#### TASK TO COMPLETE:
Could you convert every line of the items below into a JSON list of strings, one string per line, leaving out blank lines?

#### DATA RECORDS:
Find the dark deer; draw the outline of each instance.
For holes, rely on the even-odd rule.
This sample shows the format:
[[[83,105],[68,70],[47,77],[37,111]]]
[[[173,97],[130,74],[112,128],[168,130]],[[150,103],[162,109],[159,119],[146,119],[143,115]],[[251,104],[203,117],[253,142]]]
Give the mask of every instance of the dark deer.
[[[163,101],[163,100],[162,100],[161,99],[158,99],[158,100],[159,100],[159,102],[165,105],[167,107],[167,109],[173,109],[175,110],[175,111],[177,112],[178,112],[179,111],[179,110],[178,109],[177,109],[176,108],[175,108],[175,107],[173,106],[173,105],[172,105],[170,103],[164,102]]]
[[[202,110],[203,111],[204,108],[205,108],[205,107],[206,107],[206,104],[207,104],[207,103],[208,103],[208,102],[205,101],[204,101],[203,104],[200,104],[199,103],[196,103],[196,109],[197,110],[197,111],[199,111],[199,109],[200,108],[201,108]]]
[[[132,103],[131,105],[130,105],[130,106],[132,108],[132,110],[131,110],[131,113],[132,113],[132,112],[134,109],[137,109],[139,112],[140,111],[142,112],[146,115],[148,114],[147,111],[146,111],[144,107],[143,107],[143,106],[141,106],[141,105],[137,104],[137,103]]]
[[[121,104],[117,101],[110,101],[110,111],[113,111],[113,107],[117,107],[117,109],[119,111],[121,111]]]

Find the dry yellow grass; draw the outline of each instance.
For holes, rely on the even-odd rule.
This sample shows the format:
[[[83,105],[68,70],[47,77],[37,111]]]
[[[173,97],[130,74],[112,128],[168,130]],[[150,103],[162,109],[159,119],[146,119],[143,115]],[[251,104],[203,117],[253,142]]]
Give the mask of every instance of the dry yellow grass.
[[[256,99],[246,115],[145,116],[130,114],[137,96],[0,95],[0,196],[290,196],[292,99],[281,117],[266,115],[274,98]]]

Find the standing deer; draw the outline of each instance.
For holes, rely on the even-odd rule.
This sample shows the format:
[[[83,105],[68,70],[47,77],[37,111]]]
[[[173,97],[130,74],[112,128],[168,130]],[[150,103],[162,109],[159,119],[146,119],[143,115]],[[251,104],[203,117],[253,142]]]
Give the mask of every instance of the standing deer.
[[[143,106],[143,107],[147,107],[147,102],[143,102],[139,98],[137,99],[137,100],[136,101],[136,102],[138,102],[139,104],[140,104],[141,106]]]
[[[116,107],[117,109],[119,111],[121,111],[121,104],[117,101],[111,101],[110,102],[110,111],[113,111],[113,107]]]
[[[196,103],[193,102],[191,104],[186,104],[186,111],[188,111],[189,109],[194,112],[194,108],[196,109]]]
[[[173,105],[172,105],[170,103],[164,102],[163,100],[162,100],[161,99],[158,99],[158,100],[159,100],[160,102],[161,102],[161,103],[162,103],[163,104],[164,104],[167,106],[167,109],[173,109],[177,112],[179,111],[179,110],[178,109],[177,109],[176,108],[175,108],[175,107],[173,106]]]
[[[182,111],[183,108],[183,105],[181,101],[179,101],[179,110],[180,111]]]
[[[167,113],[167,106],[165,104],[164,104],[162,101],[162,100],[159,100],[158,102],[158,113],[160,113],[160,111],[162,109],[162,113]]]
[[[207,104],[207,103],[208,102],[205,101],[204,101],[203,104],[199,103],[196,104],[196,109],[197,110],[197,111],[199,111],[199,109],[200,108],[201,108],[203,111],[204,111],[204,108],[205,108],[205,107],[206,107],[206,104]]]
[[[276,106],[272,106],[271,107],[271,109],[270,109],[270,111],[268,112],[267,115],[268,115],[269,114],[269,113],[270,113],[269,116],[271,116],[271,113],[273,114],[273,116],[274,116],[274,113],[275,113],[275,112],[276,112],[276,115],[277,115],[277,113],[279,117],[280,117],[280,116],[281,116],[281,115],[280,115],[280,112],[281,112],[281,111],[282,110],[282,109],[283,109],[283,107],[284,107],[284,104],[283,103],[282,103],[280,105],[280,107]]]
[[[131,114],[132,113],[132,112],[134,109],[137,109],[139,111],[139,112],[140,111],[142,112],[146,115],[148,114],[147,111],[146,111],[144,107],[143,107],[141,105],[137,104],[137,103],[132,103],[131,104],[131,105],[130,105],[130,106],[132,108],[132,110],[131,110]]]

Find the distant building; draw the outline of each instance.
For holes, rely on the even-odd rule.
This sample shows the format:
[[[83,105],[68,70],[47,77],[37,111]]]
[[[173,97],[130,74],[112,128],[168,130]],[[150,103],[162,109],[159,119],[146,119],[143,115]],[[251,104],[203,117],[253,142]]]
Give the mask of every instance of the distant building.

#### COMPLETED TASK:
[
  "Find the dark deer; draw the outline of each instance.",
  "For holes, rely on the even-odd rule.",
  "This sample shows the format:",
  "[[[83,105],[68,70],[47,77],[37,111]]]",
  "[[[173,97],[130,74],[112,128],[168,130]],[[150,103],[162,109],[159,119],[146,119],[143,115]],[[251,104],[203,117],[253,142]]]",
  "Give the mask of every instance of the dark deer.",
  "[[[163,101],[163,100],[162,100],[161,99],[158,99],[158,100],[159,100],[159,102],[165,105],[167,107],[167,109],[173,109],[175,110],[175,111],[177,112],[178,112],[179,111],[179,110],[178,109],[177,109],[176,108],[175,108],[175,107],[173,106],[173,105],[172,105],[170,103],[164,102]]]",
  "[[[202,110],[203,111],[204,108],[205,108],[205,107],[206,107],[206,104],[207,104],[207,103],[208,103],[208,102],[205,101],[204,101],[203,104],[200,104],[199,103],[196,103],[196,109],[197,110],[197,111],[199,111],[199,109],[200,108],[201,108]]]",
  "[[[132,103],[131,105],[130,105],[130,106],[132,108],[132,110],[131,110],[131,113],[132,113],[132,112],[134,109],[137,109],[139,112],[140,111],[142,112],[146,115],[148,114],[147,111],[146,111],[144,107],[143,107],[143,106],[141,106],[141,105],[137,104],[137,103]]]",
  "[[[121,104],[117,101],[110,101],[110,111],[113,111],[113,107],[117,107],[117,109],[119,111],[121,111]]]",
  "Find the dry yellow grass; draw the outline of each instance.",
  "For holes, rely on the even-odd rule.",
  "This sample shows the format:",
  "[[[83,105],[68,70],[47,77],[37,111]]]",
  "[[[173,97],[130,74],[112,128],[168,130]],[[150,103],[162,109],[159,119],[146,119],[143,115]],[[251,104],[203,117],[253,142]]]",
  "Give the mask of every instance of the dry yellow grass.",
  "[[[256,99],[246,115],[145,116],[130,114],[137,96],[0,95],[0,196],[290,196],[292,99],[281,117],[266,115],[274,98]]]",
  "Find the standing deer; draw the outline of each instance.",
  "For holes, rely on the even-odd rule.",
  "This sample shows the format:",
  "[[[83,105],[68,70],[47,77],[37,111]]]",
  "[[[173,97],[130,74],[112,128],[168,130]],[[150,103],[162,109],[159,119],[146,119],[143,115]],[[251,104],[203,117],[253,142]]]",
  "Give the mask of every instance of the standing deer.",
  "[[[143,106],[143,107],[147,107],[147,102],[143,102],[139,98],[137,99],[137,100],[136,101],[136,102],[138,102],[139,104],[140,104],[141,106]]]",
  "[[[116,107],[117,109],[119,111],[121,111],[121,104],[117,101],[111,101],[110,102],[110,111],[113,111],[113,107]]]",
  "[[[196,103],[193,102],[191,104],[186,104],[186,111],[188,111],[189,109],[194,112],[194,108],[196,109]]]",
  "[[[173,105],[172,105],[170,103],[164,102],[163,100],[162,100],[161,99],[158,99],[158,100],[159,100],[160,102],[161,102],[161,103],[162,103],[163,104],[164,104],[167,106],[167,109],[173,109],[177,112],[179,111],[179,110],[178,109],[177,109],[176,108],[175,108],[175,107],[173,106]]]",
  "[[[182,111],[183,108],[183,105],[181,101],[179,101],[179,110],[180,111]]]",
  "[[[167,113],[167,106],[165,104],[164,104],[162,101],[162,100],[159,100],[158,102],[158,113],[160,113],[160,111],[162,109],[162,113]]]",
  "[[[207,104],[207,103],[208,102],[205,101],[204,101],[203,104],[199,103],[196,104],[196,109],[197,110],[197,111],[199,111],[199,109],[200,108],[201,108],[203,111],[204,111],[204,108],[205,108],[205,107],[206,107],[206,104]]]",
  "[[[276,106],[272,106],[271,107],[271,109],[270,109],[270,111],[268,112],[267,115],[268,115],[269,114],[269,113],[270,113],[269,116],[271,116],[271,113],[273,114],[273,116],[274,116],[274,113],[275,113],[275,112],[276,112],[276,115],[277,115],[277,113],[279,117],[280,117],[280,116],[281,116],[281,115],[280,115],[280,112],[281,112],[281,111],[282,110],[282,109],[283,109],[283,107],[284,107],[284,104],[283,103],[282,103],[280,105],[280,107]]]",
  "[[[131,114],[132,113],[132,112],[134,109],[137,109],[139,111],[139,112],[140,111],[142,112],[146,115],[148,114],[147,111],[146,111],[144,107],[143,107],[141,105],[137,104],[137,103],[132,103],[131,104],[131,105],[130,105],[130,106],[132,108],[132,110],[131,110]]]",
  "Find the distant building; draw the outline of each instance.",
  "For holes, rely on the even-odd rule.",
  "This sample shows the format:",
  "[[[83,105],[68,70],[47,77],[37,111]]]",
  "[[[173,97],[130,74],[112,128],[168,130]],[[150,103],[162,109],[159,119],[146,119],[143,115]],[[251,104],[203,117],[253,142]]]",
  "Give the mask of every instance of the distant building."
]